▶ [Text passage]:
* * * * * * * * *

Monday 7 January 2013

Meet the Visionary Venture Capitalist Who's Inspired by Marx and Keynes


  






Interviewed by AlterNet, William Janeway believes that tackling big challenges like climate change means overhauling the way we think about innovation.


William Janeway is no ordinary businessman.  In his view, waste can be good, efficiency is the enemy of innovation, and government investment builds the platform on which venture capitalists and entrepreneurs can “dance.”  A Cambridge-educated economist whose career as a venture capital investor has spanned four decades, Janeway has been called a “theorist-practitioner” by the great Hyman Minsky. As an investor, he built and led the Warburg Pincus Technology Investment team that provided financial backing to some of the companies that sparked the Internet economy.  
Janeway’s new book, Doing Capitalism in the Innovation Economy, reveals how the state, the market economy, and financial capitalism work together to create innovative technologies. As he sees it, innovation has stalled in America, and it’s time to get it up and running again, particularly in critical areas like clean tech/green tech that can help us fight climate change. Somewhat unusual among successful businessman, Janeway draws lessons not from Milton Friedman and Friedrich Hayek, but from Karl Marx, John Maynard Keynes and Joseph Schumpeter. He believes that if we can break free of the fetters of neoclassical economic theory, the U.S. can lead the way in innovation and provide more of the things that make for a good life for all.

* * * * * * * * *

▶ [Check your understanding]:
a) In the article about William Janeway, who called him a "theorist-practitioner"?
b) Using the article about William Janeway, decide whether each statement agrees with it, and quote the words that settle each one.
(i) Janeway built and led the Warburg Pincus Technology Investment team.
(ii) Janeway draws his lessons chiefly from Milton Friedman and Friedrich Hayek.
(iii) Janeway's career as a venture capital investor has lasted two decades.
c) Write the next part of the article about William Janeway, picking up after its final sentence.

Dataset entries

* * * * * * * * *

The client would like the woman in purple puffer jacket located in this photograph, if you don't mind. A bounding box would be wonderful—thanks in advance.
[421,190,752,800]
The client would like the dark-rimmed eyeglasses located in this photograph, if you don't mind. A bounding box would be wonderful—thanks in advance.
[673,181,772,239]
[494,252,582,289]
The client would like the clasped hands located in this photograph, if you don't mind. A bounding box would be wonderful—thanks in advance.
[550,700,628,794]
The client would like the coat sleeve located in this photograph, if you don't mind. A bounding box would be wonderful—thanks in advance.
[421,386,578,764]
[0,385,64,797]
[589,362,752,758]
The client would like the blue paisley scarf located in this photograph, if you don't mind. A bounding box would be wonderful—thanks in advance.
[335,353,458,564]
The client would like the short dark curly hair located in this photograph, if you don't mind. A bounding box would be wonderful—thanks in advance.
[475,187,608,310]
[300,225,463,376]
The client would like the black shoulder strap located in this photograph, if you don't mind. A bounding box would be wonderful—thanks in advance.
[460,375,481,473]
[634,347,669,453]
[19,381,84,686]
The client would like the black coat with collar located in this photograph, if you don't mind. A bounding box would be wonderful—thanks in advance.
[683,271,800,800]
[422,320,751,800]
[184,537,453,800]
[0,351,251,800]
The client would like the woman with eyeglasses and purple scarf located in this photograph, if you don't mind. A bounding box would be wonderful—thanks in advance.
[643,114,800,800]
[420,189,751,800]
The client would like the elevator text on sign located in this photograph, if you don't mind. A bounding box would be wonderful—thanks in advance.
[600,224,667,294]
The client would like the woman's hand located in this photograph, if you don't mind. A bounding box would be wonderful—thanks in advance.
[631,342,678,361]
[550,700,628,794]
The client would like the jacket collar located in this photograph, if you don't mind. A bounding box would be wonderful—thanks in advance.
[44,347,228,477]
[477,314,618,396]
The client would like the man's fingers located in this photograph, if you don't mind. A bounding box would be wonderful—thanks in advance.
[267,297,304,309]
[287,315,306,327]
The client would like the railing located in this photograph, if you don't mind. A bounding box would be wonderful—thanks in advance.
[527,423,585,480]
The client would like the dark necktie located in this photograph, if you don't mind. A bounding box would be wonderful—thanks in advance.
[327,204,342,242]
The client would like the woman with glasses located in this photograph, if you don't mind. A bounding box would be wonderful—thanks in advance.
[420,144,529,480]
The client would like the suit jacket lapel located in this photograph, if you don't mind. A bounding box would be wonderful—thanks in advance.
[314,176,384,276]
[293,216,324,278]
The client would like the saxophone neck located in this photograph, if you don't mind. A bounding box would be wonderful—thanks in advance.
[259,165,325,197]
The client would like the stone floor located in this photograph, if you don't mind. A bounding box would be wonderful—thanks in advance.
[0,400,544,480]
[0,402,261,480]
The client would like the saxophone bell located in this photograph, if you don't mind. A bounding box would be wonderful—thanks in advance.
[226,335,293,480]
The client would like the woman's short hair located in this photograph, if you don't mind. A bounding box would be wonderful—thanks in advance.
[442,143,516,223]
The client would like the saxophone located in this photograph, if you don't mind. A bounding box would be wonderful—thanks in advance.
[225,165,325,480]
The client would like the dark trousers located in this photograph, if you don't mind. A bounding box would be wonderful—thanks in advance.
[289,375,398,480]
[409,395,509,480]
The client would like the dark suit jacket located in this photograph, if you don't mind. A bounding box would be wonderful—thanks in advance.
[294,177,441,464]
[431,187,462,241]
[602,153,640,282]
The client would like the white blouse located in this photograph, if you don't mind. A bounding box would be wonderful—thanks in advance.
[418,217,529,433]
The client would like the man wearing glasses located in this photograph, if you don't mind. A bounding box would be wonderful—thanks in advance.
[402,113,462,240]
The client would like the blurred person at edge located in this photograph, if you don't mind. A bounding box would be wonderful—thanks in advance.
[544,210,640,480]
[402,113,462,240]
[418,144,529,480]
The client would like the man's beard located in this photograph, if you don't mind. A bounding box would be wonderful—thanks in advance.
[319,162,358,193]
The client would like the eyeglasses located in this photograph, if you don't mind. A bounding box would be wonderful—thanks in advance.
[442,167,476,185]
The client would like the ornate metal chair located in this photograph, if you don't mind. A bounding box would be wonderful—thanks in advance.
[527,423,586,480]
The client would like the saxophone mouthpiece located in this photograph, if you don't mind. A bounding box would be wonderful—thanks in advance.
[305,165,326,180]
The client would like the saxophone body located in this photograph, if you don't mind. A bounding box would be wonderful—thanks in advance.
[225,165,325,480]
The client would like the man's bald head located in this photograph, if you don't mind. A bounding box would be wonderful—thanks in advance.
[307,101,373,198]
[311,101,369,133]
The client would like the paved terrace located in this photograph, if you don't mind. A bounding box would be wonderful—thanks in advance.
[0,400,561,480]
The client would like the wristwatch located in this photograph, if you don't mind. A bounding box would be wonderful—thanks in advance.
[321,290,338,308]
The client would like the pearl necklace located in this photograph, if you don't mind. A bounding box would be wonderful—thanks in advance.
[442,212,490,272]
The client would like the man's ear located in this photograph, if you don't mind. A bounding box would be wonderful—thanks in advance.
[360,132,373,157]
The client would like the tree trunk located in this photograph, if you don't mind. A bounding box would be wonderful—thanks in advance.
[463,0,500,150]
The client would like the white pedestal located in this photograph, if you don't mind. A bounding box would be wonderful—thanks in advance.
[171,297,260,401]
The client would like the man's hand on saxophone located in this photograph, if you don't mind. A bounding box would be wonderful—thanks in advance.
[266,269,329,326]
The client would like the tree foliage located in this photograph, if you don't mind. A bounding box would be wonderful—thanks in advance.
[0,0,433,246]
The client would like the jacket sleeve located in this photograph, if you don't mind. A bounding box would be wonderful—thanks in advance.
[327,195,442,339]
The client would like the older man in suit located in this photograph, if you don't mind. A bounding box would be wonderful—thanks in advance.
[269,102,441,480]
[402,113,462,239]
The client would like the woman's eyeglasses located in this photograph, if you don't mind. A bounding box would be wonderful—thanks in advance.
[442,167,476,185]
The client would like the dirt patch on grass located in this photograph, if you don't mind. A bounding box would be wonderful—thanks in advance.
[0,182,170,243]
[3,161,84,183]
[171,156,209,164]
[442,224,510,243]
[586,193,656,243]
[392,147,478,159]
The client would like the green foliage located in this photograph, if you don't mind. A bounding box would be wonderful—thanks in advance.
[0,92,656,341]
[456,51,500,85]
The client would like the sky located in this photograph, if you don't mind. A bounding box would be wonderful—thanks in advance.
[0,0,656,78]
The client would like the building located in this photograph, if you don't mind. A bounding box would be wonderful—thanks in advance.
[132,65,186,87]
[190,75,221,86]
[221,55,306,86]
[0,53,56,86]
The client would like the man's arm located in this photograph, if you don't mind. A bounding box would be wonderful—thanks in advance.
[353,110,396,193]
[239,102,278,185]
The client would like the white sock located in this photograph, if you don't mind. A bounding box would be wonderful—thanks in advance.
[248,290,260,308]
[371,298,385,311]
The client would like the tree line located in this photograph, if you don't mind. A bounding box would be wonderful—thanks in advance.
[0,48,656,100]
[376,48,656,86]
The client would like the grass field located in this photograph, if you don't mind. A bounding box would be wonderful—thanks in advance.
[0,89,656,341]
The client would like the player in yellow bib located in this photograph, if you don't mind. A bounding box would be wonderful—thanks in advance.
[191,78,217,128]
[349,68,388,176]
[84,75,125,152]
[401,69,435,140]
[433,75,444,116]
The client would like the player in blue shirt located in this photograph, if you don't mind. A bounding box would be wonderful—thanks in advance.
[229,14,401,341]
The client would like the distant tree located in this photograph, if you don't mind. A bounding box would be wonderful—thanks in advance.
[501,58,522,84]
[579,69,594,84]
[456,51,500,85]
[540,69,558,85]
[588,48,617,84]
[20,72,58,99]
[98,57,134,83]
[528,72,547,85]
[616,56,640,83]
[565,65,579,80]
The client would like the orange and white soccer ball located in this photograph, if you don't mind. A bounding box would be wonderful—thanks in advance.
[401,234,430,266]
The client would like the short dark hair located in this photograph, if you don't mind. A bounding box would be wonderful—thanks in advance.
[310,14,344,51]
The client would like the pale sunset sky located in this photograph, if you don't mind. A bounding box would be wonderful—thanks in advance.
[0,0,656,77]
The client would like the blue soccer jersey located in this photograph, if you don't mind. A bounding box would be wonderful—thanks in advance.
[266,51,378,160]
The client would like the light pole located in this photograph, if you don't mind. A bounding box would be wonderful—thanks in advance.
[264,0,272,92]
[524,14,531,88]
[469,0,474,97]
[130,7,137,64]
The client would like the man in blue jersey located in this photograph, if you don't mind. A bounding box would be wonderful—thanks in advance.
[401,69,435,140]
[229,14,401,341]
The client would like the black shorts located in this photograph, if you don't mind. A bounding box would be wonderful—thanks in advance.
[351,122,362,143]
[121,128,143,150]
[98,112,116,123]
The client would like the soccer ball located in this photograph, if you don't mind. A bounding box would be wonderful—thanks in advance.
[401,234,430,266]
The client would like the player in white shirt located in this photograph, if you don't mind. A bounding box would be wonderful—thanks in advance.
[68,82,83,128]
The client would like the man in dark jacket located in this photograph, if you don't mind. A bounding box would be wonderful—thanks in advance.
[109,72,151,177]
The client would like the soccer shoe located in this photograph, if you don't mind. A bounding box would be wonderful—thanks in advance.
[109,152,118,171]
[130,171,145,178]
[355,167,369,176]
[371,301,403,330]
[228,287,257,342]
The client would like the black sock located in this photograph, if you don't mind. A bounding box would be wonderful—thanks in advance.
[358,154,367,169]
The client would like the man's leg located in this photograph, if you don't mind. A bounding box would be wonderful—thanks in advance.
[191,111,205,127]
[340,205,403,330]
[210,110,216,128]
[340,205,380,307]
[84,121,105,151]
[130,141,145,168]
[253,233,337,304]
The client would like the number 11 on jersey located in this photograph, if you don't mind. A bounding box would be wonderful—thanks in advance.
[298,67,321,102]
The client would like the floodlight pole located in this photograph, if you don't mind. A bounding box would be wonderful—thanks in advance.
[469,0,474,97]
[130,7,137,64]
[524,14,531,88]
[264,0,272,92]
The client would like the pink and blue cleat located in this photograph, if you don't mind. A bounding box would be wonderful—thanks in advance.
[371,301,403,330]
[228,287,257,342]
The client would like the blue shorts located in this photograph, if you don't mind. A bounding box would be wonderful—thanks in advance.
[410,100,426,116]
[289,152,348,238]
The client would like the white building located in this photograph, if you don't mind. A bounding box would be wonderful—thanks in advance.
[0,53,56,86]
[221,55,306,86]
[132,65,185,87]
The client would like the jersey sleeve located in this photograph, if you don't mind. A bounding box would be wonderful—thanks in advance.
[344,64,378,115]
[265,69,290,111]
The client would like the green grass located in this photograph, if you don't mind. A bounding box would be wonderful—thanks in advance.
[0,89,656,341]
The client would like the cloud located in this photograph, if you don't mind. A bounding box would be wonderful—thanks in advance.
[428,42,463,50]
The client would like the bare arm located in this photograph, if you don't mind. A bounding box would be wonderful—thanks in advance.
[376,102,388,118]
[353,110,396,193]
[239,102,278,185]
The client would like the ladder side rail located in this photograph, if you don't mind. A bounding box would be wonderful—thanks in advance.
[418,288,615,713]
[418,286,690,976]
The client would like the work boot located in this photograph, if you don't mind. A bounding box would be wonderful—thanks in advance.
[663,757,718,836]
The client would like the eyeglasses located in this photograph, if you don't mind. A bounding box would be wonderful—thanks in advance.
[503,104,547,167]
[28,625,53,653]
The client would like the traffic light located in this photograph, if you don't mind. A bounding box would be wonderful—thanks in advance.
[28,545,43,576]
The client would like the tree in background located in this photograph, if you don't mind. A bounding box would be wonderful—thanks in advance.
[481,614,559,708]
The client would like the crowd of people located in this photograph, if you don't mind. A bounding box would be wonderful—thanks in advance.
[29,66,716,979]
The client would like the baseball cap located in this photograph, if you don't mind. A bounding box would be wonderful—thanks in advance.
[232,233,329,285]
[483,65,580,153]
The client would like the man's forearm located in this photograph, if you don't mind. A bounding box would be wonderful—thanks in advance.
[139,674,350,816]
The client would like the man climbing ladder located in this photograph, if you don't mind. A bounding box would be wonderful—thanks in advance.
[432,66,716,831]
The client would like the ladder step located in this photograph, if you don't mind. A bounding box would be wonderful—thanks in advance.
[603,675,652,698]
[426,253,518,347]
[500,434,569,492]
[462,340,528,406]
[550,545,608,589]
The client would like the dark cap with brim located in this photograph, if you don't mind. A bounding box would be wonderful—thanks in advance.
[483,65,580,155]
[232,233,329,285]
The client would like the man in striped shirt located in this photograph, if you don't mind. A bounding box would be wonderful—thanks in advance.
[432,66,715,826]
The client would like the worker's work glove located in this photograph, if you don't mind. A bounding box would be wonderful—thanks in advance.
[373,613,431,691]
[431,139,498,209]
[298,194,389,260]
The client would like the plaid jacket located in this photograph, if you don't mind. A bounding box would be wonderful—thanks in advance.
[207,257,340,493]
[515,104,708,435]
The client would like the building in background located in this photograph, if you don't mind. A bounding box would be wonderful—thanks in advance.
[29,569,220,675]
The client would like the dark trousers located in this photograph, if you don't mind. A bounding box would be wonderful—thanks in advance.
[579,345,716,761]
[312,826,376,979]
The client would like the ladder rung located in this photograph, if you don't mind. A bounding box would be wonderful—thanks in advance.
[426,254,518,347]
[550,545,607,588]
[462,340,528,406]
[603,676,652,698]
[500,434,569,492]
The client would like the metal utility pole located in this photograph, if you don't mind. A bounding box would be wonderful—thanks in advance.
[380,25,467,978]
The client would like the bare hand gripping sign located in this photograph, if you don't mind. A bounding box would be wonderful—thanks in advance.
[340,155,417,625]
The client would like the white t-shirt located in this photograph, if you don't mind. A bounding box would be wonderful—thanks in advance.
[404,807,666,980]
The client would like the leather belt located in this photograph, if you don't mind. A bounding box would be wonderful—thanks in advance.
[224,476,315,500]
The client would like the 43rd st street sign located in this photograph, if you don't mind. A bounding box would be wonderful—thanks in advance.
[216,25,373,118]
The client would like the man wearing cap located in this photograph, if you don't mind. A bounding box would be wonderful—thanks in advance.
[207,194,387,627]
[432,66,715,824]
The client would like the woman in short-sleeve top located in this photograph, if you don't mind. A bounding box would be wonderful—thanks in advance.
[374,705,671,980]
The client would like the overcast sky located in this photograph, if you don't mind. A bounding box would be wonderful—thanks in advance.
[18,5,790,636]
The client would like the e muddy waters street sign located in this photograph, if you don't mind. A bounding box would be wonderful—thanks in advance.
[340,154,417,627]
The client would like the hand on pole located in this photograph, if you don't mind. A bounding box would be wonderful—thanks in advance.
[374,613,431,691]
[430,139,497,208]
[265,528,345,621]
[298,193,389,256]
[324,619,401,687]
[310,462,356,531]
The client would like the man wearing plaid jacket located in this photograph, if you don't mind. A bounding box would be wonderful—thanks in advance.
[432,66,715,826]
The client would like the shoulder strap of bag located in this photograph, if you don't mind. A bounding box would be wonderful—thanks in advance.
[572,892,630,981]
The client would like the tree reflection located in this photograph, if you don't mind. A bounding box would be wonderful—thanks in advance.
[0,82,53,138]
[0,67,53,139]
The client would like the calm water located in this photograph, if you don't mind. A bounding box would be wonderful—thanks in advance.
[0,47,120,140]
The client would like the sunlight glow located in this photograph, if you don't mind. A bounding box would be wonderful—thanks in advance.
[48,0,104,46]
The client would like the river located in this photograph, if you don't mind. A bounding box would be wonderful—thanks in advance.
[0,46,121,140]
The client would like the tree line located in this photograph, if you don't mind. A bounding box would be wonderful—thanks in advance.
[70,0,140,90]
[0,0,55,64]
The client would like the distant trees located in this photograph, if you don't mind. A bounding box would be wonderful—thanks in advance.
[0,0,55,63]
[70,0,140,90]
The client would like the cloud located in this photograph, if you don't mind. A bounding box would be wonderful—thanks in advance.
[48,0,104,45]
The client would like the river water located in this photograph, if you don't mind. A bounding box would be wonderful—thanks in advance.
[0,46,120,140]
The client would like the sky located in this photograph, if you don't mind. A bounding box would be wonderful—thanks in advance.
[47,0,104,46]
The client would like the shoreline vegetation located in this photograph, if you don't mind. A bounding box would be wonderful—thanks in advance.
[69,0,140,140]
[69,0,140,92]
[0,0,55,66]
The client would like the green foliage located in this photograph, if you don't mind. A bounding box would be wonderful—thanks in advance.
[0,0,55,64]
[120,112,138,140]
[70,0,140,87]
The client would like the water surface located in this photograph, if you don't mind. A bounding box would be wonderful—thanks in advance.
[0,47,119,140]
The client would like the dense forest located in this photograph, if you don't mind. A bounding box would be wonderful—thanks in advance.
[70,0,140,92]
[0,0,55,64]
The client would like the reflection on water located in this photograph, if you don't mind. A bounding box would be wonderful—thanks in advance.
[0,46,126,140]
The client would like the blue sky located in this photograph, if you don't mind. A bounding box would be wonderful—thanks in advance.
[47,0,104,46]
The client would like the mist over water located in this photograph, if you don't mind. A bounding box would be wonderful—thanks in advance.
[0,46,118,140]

* * * * * * * * *

▶ [Expected outputs]:
a) Hyman Minsky

b)
(i) Yes: "he built and led the Warburg Pincus Technology Investment team"
(ii) No: "Janeway draws lessons not from Milton Friedman and Friedrich Hayek, but from Karl Marx, John Maynard Keynes and Joseph Schumpeter"
(iii) No: "whose career as a venture capital investor has spanned four decades"

c)
Lynn Parramore: What does it mean to be a venture capitalist inspired by figures like Marx, Keynes, Schumpeter and Minsky?


William Janeway: My professional maturation came from a somewhat distinctive educational background. I left Princeton in 1965 with a Marshall scholarship to Cambridge University in Britain because I had been enormously influenced by reading Keynes – not just the General Theory, but other writings. What I took from Keynes was a broad vision of an economy in which people who knew they couldn’t know enough had to make decisions, and they would be held responsible for the consequences.
Keynes pointed out that knowing they couldn’t know enough, people would necessarily seek to respond to uncertainty in a variety of ways which most economists would have thought of as being irrational or self-destructive, when, in fact, they were doing the best they could in a world in which we spend half our time arguing about the meaning of the past that we’ve experienced, and the other half speculating about a future which we cannot know.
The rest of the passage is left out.